**SUPPLIED TEXT:**
The database Collation for the first SELECT statement in my query is Latin1_General_CI_AS.
Well, not exactly. There are a few problems with this statement:
The Database's default Collation only matters in a query when using string literals, variables, and return values from UDFs. AND, that default Collation only matters if there is no column or COLLATE
keyword being used.
SELECT statements / queries, as a whole, do not use Collations. Collation is assigned per each string field, and it can be different for each field in a query.
The column in the first / top query, stopword
, is not using the Latin1_General_CI_AS
Collation (more on this in a moment).
I see that the system-stopwords are stored in the resource database, which can explain the difference in collation.
A column (or expression) coming from a different Database does not necessarily explain a difference in Collation. As stated above, Collation is set per each field of a query, whether that field comes from a column in a table or is an expression. Collation is usually derived naturally from Collation Precedence: Column Collation overrides literals and variables, and the COLLATE
keyword overrides both. When there is a conflict, then you need the COLLATE
keyword.

**WHAT TO DO:**
1/ According to the collation discussion, what overrides both column collation and literals and variables?
2/ Decide whether each statement agrees with the collation discussion, and back each yes or no with the text's deciding words: (a) A SELECT query as a whole uses one collation. (b) Column collation overrides literals and variables. (c) The database's default collation still matters for string literals when the COLLATE keyword is used.
3/ Reproduce word for word the stretch of the collation discussion from "Well, not exactly." through "in a moment).".

**INFORMATION PROVIDED:**
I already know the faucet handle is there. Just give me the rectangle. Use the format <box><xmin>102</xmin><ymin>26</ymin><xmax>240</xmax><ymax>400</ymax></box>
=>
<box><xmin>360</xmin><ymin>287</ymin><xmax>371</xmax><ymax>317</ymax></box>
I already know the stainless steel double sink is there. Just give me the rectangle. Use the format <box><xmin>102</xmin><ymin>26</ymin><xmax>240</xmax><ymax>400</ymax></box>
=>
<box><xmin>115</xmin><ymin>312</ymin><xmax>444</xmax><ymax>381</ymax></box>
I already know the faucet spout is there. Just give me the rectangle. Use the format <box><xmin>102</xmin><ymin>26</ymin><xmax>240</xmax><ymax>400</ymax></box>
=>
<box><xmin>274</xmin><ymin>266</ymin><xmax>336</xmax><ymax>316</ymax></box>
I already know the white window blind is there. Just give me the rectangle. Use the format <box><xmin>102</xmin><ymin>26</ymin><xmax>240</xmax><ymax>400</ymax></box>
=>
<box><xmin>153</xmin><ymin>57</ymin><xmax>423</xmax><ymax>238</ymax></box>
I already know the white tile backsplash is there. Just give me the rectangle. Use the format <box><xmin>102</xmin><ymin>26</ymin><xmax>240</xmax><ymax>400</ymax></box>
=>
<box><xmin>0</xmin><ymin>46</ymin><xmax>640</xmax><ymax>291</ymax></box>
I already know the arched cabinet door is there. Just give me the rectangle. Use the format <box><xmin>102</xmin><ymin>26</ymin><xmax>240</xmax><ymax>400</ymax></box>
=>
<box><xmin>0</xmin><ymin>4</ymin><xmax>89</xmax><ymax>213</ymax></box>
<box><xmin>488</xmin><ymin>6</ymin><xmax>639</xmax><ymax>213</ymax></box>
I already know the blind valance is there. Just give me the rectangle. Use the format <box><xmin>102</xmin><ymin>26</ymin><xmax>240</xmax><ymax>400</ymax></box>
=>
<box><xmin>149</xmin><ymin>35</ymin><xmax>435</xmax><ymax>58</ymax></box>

**OUTPUTS IN ORDER:**
1/ The COLLATE keyword.

2/
(a) No: "SELECT statements / queries, as a whole, do not use Collations."
(b) Yes: "Column Collation overrides literals and variables"
(c) No: "that default Collation only matters if there is no column or COLLATE keyword being used."

3/
Well, not exactly. There are a few problems with this statement:
The Database's default Collation only matters in a query when using string literals, variables, and return values from UDFs. AND, that default Collation only matters if there is no column or COLLATE
keyword being used.
SELECT statements / queries, as a whole, do not use Collations. Collation is assigned per each string field, and it can be different for each field in a query.
The column in the first / top query, stopword
, is not using the Latin1_General_CI_AS
Collation (more on this in a moment).